◆ **AIM**:
Reproduce the listing from its first line up to and including the line containing "766 342 L 775", swapping "tan puffer jacket" for "beige puffer jacket" and leaving everything else unchanged. Omit the pictures.

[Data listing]
[start]
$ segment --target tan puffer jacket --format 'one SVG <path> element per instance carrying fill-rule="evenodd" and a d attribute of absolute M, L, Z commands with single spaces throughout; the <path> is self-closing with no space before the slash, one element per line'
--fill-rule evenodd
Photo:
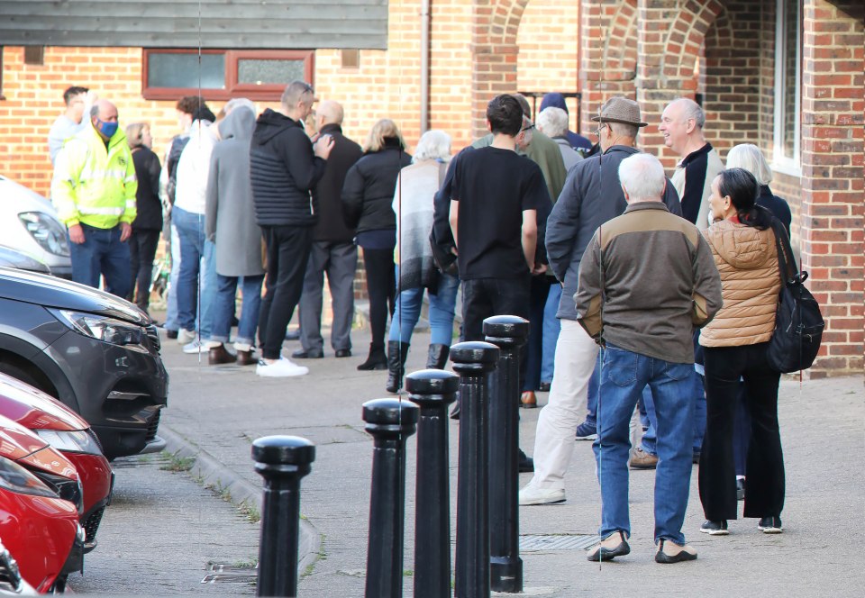
<path fill-rule="evenodd" d="M 766 342 L 775 330 L 781 290 L 775 233 L 724 220 L 704 234 L 721 273 L 724 305 L 700 332 L 700 344 L 741 347 Z"/>

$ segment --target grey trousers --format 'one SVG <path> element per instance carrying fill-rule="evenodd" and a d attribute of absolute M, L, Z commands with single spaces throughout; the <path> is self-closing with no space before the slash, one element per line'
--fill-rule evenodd
<path fill-rule="evenodd" d="M 333 350 L 351 349 L 354 272 L 357 267 L 358 247 L 354 243 L 313 242 L 304 276 L 304 293 L 300 297 L 300 342 L 304 350 L 322 350 L 324 346 L 322 338 L 322 291 L 325 272 L 333 310 L 331 347 Z"/>

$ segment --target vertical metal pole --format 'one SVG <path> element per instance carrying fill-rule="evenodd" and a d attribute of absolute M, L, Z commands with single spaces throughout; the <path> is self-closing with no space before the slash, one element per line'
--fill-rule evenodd
<path fill-rule="evenodd" d="M 451 348 L 460 375 L 460 469 L 457 477 L 457 598 L 489 596 L 489 374 L 498 347 L 461 342 Z"/>
<path fill-rule="evenodd" d="M 315 446 L 296 436 L 266 436 L 252 443 L 252 458 L 264 478 L 256 594 L 296 596 L 300 479 L 315 460 Z"/>
<path fill-rule="evenodd" d="M 416 405 L 398 399 L 376 399 L 363 403 L 366 430 L 375 440 L 367 548 L 367 598 L 403 595 L 405 439 L 414 433 L 418 411 Z"/>
<path fill-rule="evenodd" d="M 460 378 L 423 369 L 405 376 L 408 398 L 421 407 L 414 499 L 414 598 L 451 595 L 451 480 L 448 405 Z"/>
<path fill-rule="evenodd" d="M 529 337 L 529 321 L 512 315 L 487 318 L 484 335 L 501 350 L 489 399 L 490 586 L 515 593 L 523 591 L 517 499 L 520 350 Z"/>

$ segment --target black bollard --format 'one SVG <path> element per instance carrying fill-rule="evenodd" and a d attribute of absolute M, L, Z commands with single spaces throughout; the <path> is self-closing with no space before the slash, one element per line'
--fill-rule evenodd
<path fill-rule="evenodd" d="M 457 476 L 456 598 L 489 596 L 489 374 L 499 350 L 488 342 L 451 348 L 460 375 L 460 469 Z"/>
<path fill-rule="evenodd" d="M 252 443 L 252 458 L 264 478 L 256 594 L 296 596 L 300 478 L 315 460 L 315 445 L 296 436 L 265 436 Z"/>
<path fill-rule="evenodd" d="M 405 439 L 414 433 L 416 405 L 399 399 L 363 403 L 366 430 L 375 440 L 367 598 L 403 595 L 403 530 L 405 512 Z"/>
<path fill-rule="evenodd" d="M 414 501 L 414 598 L 451 595 L 451 481 L 448 405 L 460 378 L 423 369 L 405 376 L 408 398 L 421 407 Z"/>
<path fill-rule="evenodd" d="M 501 349 L 489 398 L 489 576 L 496 592 L 523 591 L 519 518 L 520 350 L 529 321 L 497 315 L 484 320 L 487 341 Z"/>

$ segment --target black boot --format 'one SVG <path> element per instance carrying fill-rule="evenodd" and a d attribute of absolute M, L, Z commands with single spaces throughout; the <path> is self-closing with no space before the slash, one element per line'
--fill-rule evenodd
<path fill-rule="evenodd" d="M 387 369 L 387 358 L 385 355 L 385 348 L 381 345 L 378 347 L 374 343 L 369 344 L 369 356 L 367 360 L 358 366 L 358 369 Z"/>
<path fill-rule="evenodd" d="M 447 345 L 430 345 L 430 352 L 426 358 L 426 368 L 444 369 L 444 364 L 448 363 L 449 355 L 451 355 L 451 348 Z"/>
<path fill-rule="evenodd" d="M 387 341 L 387 385 L 388 393 L 399 392 L 403 387 L 403 374 L 405 371 L 405 358 L 408 357 L 408 345 Z"/>

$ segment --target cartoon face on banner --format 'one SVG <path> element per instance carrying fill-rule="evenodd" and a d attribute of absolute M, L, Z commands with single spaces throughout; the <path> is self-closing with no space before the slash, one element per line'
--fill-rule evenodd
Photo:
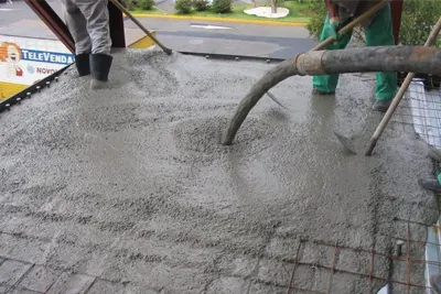
<path fill-rule="evenodd" d="M 20 47 L 15 43 L 4 42 L 0 45 L 0 62 L 8 63 L 8 75 L 23 76 L 23 70 L 19 66 L 22 59 Z"/>

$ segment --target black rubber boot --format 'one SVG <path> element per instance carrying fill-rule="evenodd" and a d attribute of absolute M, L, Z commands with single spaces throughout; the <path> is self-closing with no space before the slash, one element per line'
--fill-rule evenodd
<path fill-rule="evenodd" d="M 87 53 L 75 55 L 75 65 L 80 77 L 90 75 L 90 56 Z"/>
<path fill-rule="evenodd" d="M 373 109 L 380 112 L 386 112 L 389 109 L 390 104 L 392 100 L 377 100 L 373 105 Z"/>
<path fill-rule="evenodd" d="M 106 81 L 109 80 L 109 72 L 114 57 L 106 54 L 90 55 L 90 69 L 93 79 L 90 81 L 92 89 L 106 87 Z"/>
<path fill-rule="evenodd" d="M 433 192 L 441 192 L 441 184 L 438 183 L 437 179 L 420 178 L 420 179 L 418 179 L 418 184 L 426 189 L 430 189 Z"/>

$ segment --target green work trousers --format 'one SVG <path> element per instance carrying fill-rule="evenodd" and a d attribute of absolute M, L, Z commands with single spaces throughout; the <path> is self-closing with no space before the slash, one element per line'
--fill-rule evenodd
<path fill-rule="evenodd" d="M 324 28 L 320 41 L 326 40 L 330 26 L 330 18 L 326 17 Z M 374 21 L 369 26 L 365 28 L 366 45 L 367 46 L 389 46 L 395 45 L 392 20 L 390 6 L 387 4 L 384 9 L 377 12 Z M 352 32 L 342 34 L 338 42 L 334 42 L 325 47 L 325 50 L 343 50 L 349 43 Z M 397 73 L 376 73 L 377 86 L 375 89 L 376 100 L 390 100 L 397 92 Z M 312 85 L 315 89 L 325 94 L 333 94 L 337 87 L 338 75 L 314 76 Z"/>

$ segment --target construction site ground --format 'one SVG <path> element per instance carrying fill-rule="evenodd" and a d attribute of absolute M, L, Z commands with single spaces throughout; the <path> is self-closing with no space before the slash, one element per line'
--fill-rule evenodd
[end]
◆ **COMPLETE RESPONSE**:
$ segment --target beige puffer jacket --format 'one SVG <path> element per instance carrying fill-rule="evenodd" and a d attribute of absolute M, L, Z commands with single spaces throughout; the <path> is self-closing with no space before the slash, one element per line'
--fill-rule evenodd
Photo:
<path fill-rule="evenodd" d="M 766 342 L 775 330 L 781 290 L 775 233 L 724 220 L 704 234 L 721 273 L 724 305 L 700 332 L 700 344 L 741 347 Z"/>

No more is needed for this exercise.